◆ Extract provided ◆
----------------

This range is obvious even if we ignore his articles in journals,
encyclopedias, and collections, and consider only those works that have
appeared as separate volumes, We must note, for example, that he has published
monographic studies on aspects of wars in three different centuries, the
Revolutionary War, the Civil War, and World War 11. He is also the author of
general books surveying the American military experience from a variety of
points of view. These include the History
of the United States Army, Towards an American Army: Military Thought from
Washington to Marshall, and his most influential work, The American Way of War: A History of United
States Military Strategy and Policy. The impact of these studies is
attested by their numerous editions, re-printings, and translations (including
one into Chinese), and by their author's invitation to teach and lecture at
such institutions as the Marine Corps Command and Staff College, the Army War
College, the National War College, and the United States Military Academy
Nevertheless, our interest focuses
particularly on the breadth of background and scope to which Professor
Weigley's published works bear witness, for only a scholar with his enviable
knowledge and experience could set for himself the challenge of his topic for
this evening: "Eisenhower in Perspective: Ranking Him Among the Great
Military Commanders of American History."
"Eisenhower in Perspective: Ranking him among the great commanders
of American History"
Russell Weigley
Where should General of
the Army Dwight David Eisenhower rank in the pantheon of the great American
military commanders? The answer depends, of
course, largely on defining military greatness. It depends just as obviously on
the quality of the competition, the characteristics of the great captains with
whom Eisenhower is to be compared. We
must begin, then, with some consideration of the leaders against whose achievements his should be measured. The
nature of those achievements will provide the foundation for defining military
greatness and for assessing the relative greatness of Ike the soldier.
It is the conviction of this military historian and
critic that, leaving Eisenhower aside for the present, the two greatest
American military commanders have been General George Washington and General
Ulysses S. Grant.
Washington stands at or next to the summit because
of his accomplishments as a strategist, in the classic conception of the
military strategist as one who employs all the tools of war to attain the
objects for which he wages war. In the entire course of American military
history, no general has more successfully than Washington achieved his
complete purpose in war while having to use resources so narrowly limited as
Washington's. No general ever possesses the tools of war in as much abundance
as he might desire; for Washington, however, the resources were exceptionally
and appallingly scarce. Not only were his munitions and other supplies always
lacking in quantity, but the weakness of the American Revolutionary government
was such that he almost never had enough soldiers. And not only were the
numbers of his soldiers so limited that he usually had to contend with
numerically superior enemy armies, but his forces were almost invariably
inferior to the enemy in quality as well. The infant American army of the War
of Independence never, except for a few regiments, attained the qualitative
proficiency of its experienced opponents. Nevertheless, in spite of inferiority
in nearly every category of resources, Washington accomplished completely the
fundamental aim of the war, the winning of the independence of the United
States of America. Measured in terms of his strategic accomplishments viewed
against the resources available to him for pursuing them, no general in
American history matches George Washington.

----------------

◆ Records provided ◆

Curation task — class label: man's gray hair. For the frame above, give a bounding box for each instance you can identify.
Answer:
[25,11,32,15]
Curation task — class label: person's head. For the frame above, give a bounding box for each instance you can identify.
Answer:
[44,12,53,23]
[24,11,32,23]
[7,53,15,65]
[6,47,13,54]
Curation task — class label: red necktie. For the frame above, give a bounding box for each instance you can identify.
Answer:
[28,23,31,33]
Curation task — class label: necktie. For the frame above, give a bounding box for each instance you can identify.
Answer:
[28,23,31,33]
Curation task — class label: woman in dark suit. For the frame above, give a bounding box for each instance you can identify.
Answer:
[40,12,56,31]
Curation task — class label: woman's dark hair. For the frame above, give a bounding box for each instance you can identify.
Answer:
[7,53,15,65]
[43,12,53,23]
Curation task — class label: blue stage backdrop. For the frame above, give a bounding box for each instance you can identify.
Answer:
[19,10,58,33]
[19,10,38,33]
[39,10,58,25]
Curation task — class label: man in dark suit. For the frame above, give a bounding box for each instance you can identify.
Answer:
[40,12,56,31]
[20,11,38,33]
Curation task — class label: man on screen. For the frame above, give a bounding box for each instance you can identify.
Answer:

----------------

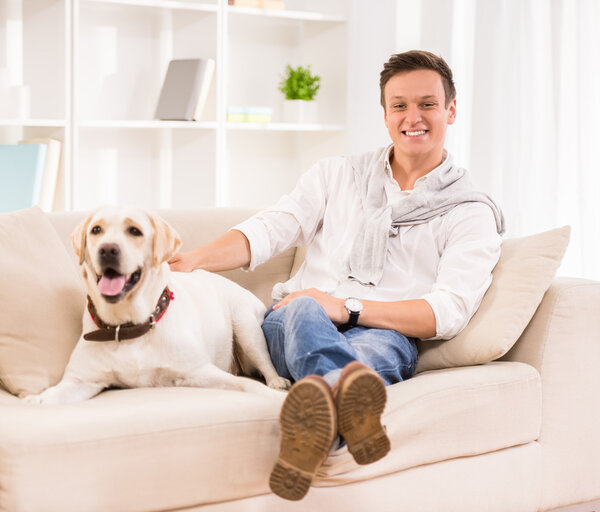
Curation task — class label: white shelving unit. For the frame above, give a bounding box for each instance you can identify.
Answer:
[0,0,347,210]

----------------

◆ Jobs ◆
A. Repeat everything in the Eisenhower lecture from "Russell Weigley" down to "Ike the soldier.".
B. Answer these about the Eisenhower lecture:
(i) Which book is called Weigley's most influential work?
(ii) Into what language does the text say one translation of his studies was made?
(iii) Leaving Eisenhower aside, which two generals does the historian rank as the greatest American military commanders?
The data shown with this text were drawn from an unrelated source.

◆ Solutions by task ◆
A.
Russell Weigley
Where should General of
the Army Dwight David Eisenhower rank in the pantheon of the great American
military commanders? The answer depends, of
course, largely on defining military greatness. It depends just as obviously on
the quality of the competition, the characteristics of the great captains with
whom Eisenhower is to be compared. We
must begin, then, with some consideration of the leaders against whose achievements his should be measured. The
nature of those achievements will provide the foundation for defining military
greatness and for assessing the relative greatness of Ike the soldier.

B.
(i) The American Way of War: A History of United States Military Strategy and Policy
(ii) Chinese
(iii) George Washington and Ulysses S. Grant